*ESTRATTO DEL DOCUMENTO:*
####################
Ed il suo lavoro con Benedetti Michelangeli?
Con Michelangeli abbiamo fatto tre concerti di Beethoven (primo, terzo e quinto). E' un artista eccezionale, meraviglioso. Ci sarebbe da parlare a lungo, ma è sufficiente dire che è su livelli straordinari. Straordinario artista ed unico insieme, oggi più di ieri.
Nella seconda delle serate romane, compare in programma il Requiem Tedesco di Brahms. Quali differenze passano tra questo lavoro e quello, pure dedicato al tema della morte, di Mozart, da poco sul mercato discografico sotto la sua direzione?
Mozart ha sempre avuto un profondo contatto con il pensiero della morte, intesa come fine della vita e risultato di questa. In una lettera al padre scrisse: "...ogni sera, prima di addormentarmi, penso che potrebbe essere l’ultima mia sera e di conseguenza potrebbe cominciare la vera vita." Escludendo dal lavoro mozartiano il Dies Irae, un testo medievale dal quale traspare la concezione del Dio del terrore, c’è in esso un incredibile senso di fiducia, non di rassegnazione. Brahms invece non ha preso il testo liturgico, ma vari testi biblici, nei quali la morte appare nell’aspetto più dolce, quasi accogliente. Nel requiem tedesco manca il Dies Irae ed al suo posto vi si trova un canto di gioia: Morte dov’è la tua Vittoria? si canta. Mozart e Brahms concepiscono la morte in modo abbastanza simile. La musica poi di Brahms è tutta ricca di dolcezze, soavità, in alcuni momenti direi di sorrisi, di gioia. Quanto al nostro lavoro di interpreti, cercherò di capire il pensiero di Brahms per farlo trasparire nell’esecuzione. Il Requiem di Brahms da me diretto sarà il Requiem di Brahms. O almeno desidererei che lo fosse.
Molti attribuiscono alla sua interpretazione una discendenza da Furtwängler. E questo per la sua concezione dei tempi, per il particolare tipo di fraseggio, per la direzione tesa a delineare l'atmosfera. Cosa pensa di questa discendenza?
Sono cose che vengono dette, delle quali ho il massimo rispetto. Naturalmente ritengo questi apprezzamenti come un privilegio, del quale mi sento profondamente onorato. Ho suonato con i grandi direttori tedeschi, ma ho conosciuto anche i nostri De Sabara, Guarnieri, Marinuzzi. Se delle persone intelligenti, o dei critici trovano in mc questi legami con la scuola tedesca, non posso che dire: grazie!
Quale è il suo rapporto con la critica, visto che siamo indirettamente entrati in argomento?
Noi, critici ed interpreti dovremmo fare la stessa battaglia. La sensazione di essere invece trincerati su fronti opposti mi sembra sbagliata. Ho grande stima dei critici, ma solo di quelli che fanno bene il loro mestiere. Leggo poco le critiche per vigliaccheria: una critica positiva mi fa piacere ma solo per due minuti, una negativa invece mi fa soffrire a lungo. Non mi vergogno ad ammetterlo. Nonostante questo, cerco sempre di sapere, anche indirettamente, cosa si dice del mio lavoro: ci sono sempre cose utili da apprendere.
####################
*COMPITI ED ESERCIZI:*
1 > Ricopia dall'estratto il passo compreso tra "Molti attribuiscono alla" e "di questa discendenza?", estremi inclusi.
2 > Indica quante righe dei record contengono la stringa "Vertices", tenendo conto di maiuscole e minuscole, e scrivi soltanto il numero.

*MATERIALE DI ESERCITAZIONE:*
####################
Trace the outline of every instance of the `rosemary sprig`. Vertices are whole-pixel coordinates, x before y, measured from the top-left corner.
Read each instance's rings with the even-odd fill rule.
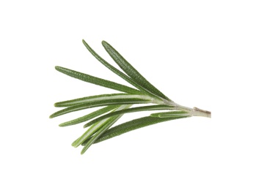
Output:
[[[84,126],[84,127],[89,126],[89,128],[72,144],[74,147],[78,147],[81,145],[84,145],[81,153],[84,153],[93,143],[97,143],[146,126],[191,116],[211,118],[211,112],[202,110],[197,107],[189,108],[184,107],[169,99],[148,82],[106,42],[102,42],[103,46],[114,62],[117,64],[125,73],[102,58],[84,39],[83,43],[92,55],[101,64],[128,82],[134,88],[131,88],[115,82],[93,77],[67,68],[61,66],[55,67],[57,71],[72,77],[123,92],[121,94],[100,94],[78,98],[54,104],[55,107],[65,108],[53,113],[50,115],[50,118],[54,118],[84,109],[103,107],[84,116],[59,124],[59,126],[67,126],[91,120]],[[131,107],[134,104],[153,104]],[[168,111],[151,113],[149,116],[134,119],[111,128],[124,114],[152,110]]]

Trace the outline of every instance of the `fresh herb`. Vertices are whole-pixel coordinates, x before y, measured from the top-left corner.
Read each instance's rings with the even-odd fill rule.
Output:
[[[124,72],[106,62],[84,39],[83,43],[92,55],[101,64],[131,83],[134,88],[67,68],[55,67],[57,71],[72,77],[122,92],[87,96],[54,104],[55,107],[65,108],[51,115],[51,118],[70,112],[95,107],[103,107],[88,115],[59,124],[59,126],[67,126],[91,120],[84,125],[84,128],[89,127],[86,132],[72,143],[72,145],[74,147],[84,146],[81,154],[93,143],[97,143],[146,126],[191,116],[211,118],[211,112],[209,111],[202,110],[197,107],[189,108],[181,106],[169,99],[148,82],[106,42],[102,42],[103,46]],[[150,104],[150,105],[131,107],[134,104]],[[166,111],[151,113],[149,116],[136,118],[111,127],[125,113],[152,110]]]

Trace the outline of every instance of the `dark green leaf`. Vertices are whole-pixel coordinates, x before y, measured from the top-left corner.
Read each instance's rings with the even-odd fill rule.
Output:
[[[128,108],[131,105],[121,105],[118,108],[116,109],[116,110],[120,110],[122,109]],[[120,115],[116,116],[116,118],[118,119]],[[121,115],[122,116],[122,115]],[[83,135],[81,135],[79,138],[78,138],[76,140],[75,140],[73,143],[72,145],[74,147],[78,147],[80,145],[84,140],[87,140],[89,137],[90,137],[92,134],[96,133],[100,129],[104,127],[106,128],[108,126],[110,127],[111,125],[109,125],[109,122],[113,121],[112,118],[107,118],[100,121],[100,122],[92,125],[90,128],[89,128]],[[115,122],[115,121],[114,121]],[[112,124],[113,124],[112,123]],[[108,129],[108,128],[106,128]]]
[[[55,107],[70,107],[77,104],[81,104],[84,103],[87,103],[89,102],[98,102],[101,100],[109,100],[112,99],[143,99],[145,100],[151,100],[152,97],[147,95],[137,95],[131,94],[101,94],[96,96],[87,96],[79,99],[75,99],[64,102],[60,102],[54,104]]]
[[[55,69],[57,71],[62,72],[67,75],[69,75],[72,77],[77,78],[87,83],[91,83],[92,84],[104,86],[106,88],[111,88],[111,89],[114,89],[117,91],[123,91],[129,94],[143,94],[141,91],[136,89],[130,88],[128,86],[121,85],[121,84],[119,84],[112,81],[109,81],[107,80],[95,77],[89,75],[87,74],[73,71],[67,68],[56,66],[55,66]]]
[[[137,84],[133,79],[125,75],[123,72],[118,70],[117,68],[109,64],[107,61],[106,61],[103,58],[101,58],[96,52],[95,52],[91,47],[83,39],[83,43],[85,45],[85,47],[87,48],[87,50],[92,53],[92,55],[95,57],[101,64],[103,64],[106,67],[107,67],[109,69],[110,69],[114,73],[117,74],[118,76],[128,82],[130,84],[134,86],[134,87],[137,88],[138,89],[141,90],[142,91],[152,95],[151,93],[148,92],[146,89],[145,89],[143,87]]]
[[[95,141],[95,143],[100,142],[101,141],[114,137],[116,136],[120,135],[122,134],[149,125],[153,125],[155,123],[164,122],[170,120],[178,119],[178,118],[184,118],[186,117],[175,117],[175,118],[154,118],[154,117],[144,117],[141,118],[134,119],[126,123],[120,124],[113,128],[109,129],[106,131],[101,136]],[[82,145],[86,144],[87,141],[84,141],[82,143]]]
[[[90,122],[86,123],[84,127],[89,126],[103,119],[114,116],[115,115],[128,113],[134,113],[134,112],[140,112],[140,111],[150,111],[150,110],[172,110],[174,107],[170,107],[168,105],[150,105],[150,106],[142,106],[133,108],[128,108],[125,110],[122,110],[120,111],[111,112],[100,117],[98,117]]]
[[[169,100],[169,99],[148,82],[134,66],[132,66],[112,46],[105,41],[102,42],[106,50],[119,66],[134,81],[147,89],[153,94],[163,99]]]
[[[106,100],[100,100],[98,102],[89,102],[84,104],[80,104],[71,107],[68,107],[65,109],[61,110],[58,112],[54,113],[54,114],[50,115],[50,118],[55,118],[56,116],[59,116],[70,112],[78,111],[81,110],[84,110],[87,108],[99,107],[99,106],[106,106],[111,104],[146,104],[150,103],[151,101],[145,100],[144,99],[139,98],[126,98],[126,99],[106,99]]]
[[[109,106],[105,107],[103,108],[101,108],[100,110],[98,110],[95,112],[92,112],[89,114],[87,114],[84,116],[82,116],[82,117],[78,118],[76,119],[73,119],[73,120],[62,123],[59,124],[59,126],[67,126],[78,124],[78,123],[87,121],[88,120],[90,120],[92,118],[94,118],[99,116],[103,113],[108,113],[108,112],[117,108],[117,107],[119,107],[119,106],[118,105],[109,105]]]
[[[162,113],[156,113],[150,115],[151,117],[157,118],[175,118],[175,117],[183,117],[183,116],[189,116],[191,114],[184,111],[172,111],[172,112],[162,112]]]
####################
*SOLUZIONI PER COMPITO:*
1 >
Molti attribuiscono alla sua interpretazione una discendenza da Furtwängler. E questo per la sua concezione dei tempi, per il particolare tipo di fraseggio, per la direzione tesa a delineare l'atmosfera. Cosa pensa di questa discendenza?

2 > 3